[Строки набора данных для указания на объекты]
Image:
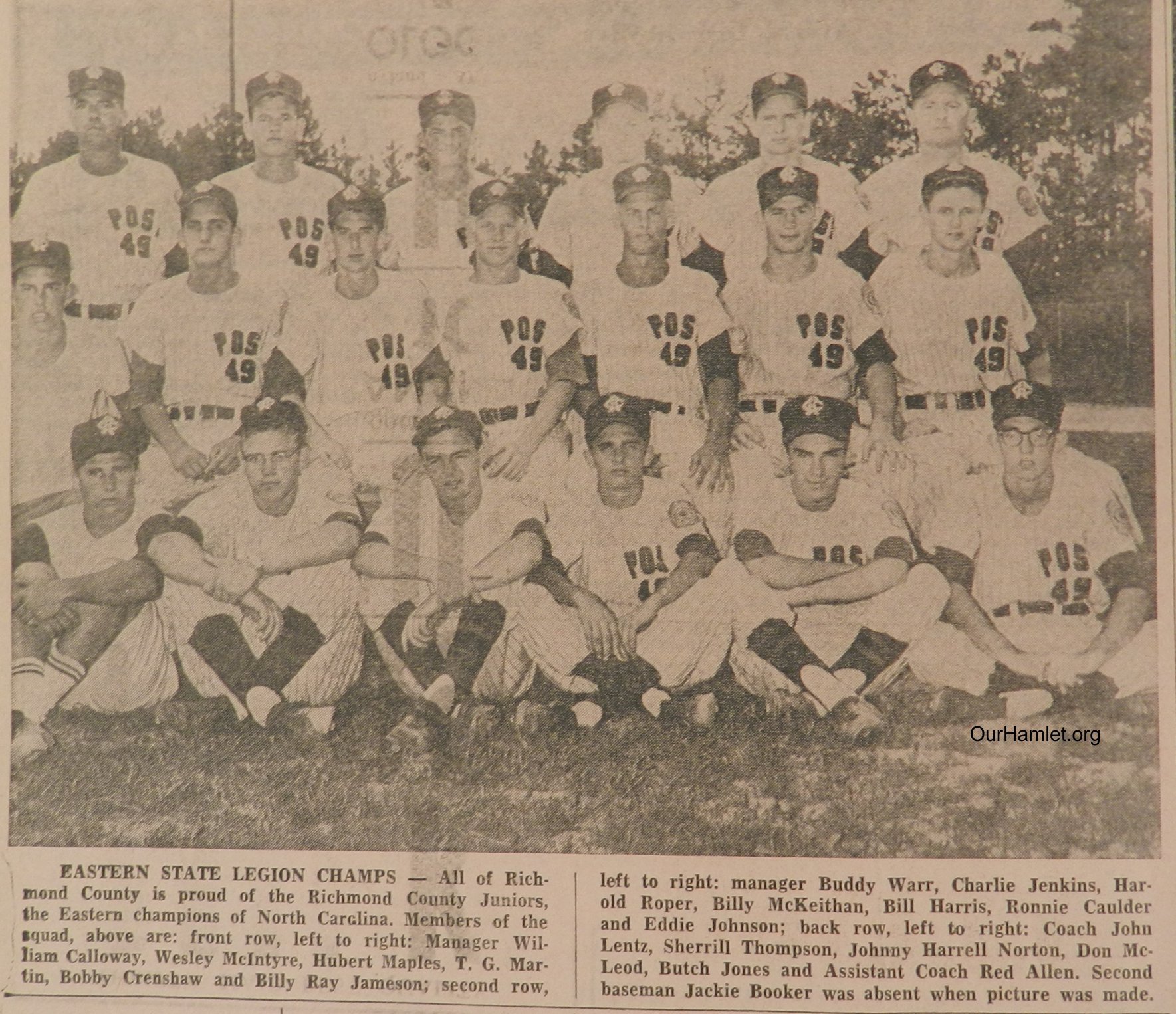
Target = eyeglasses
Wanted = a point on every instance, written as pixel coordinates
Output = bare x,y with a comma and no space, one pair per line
1016,439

▸ **Указание**
Обновите все записи, заменив «eyeglasses» на «sunglasses» и оставив всё прочее без изменений. Изображения в ответ не включайте.

▸ **Письменное решение**
Image:
Target = sunglasses
Wanted = a point on every instance, written as pixel coordinates
Output = bare x,y with a comma and no space, one pair per line
1016,439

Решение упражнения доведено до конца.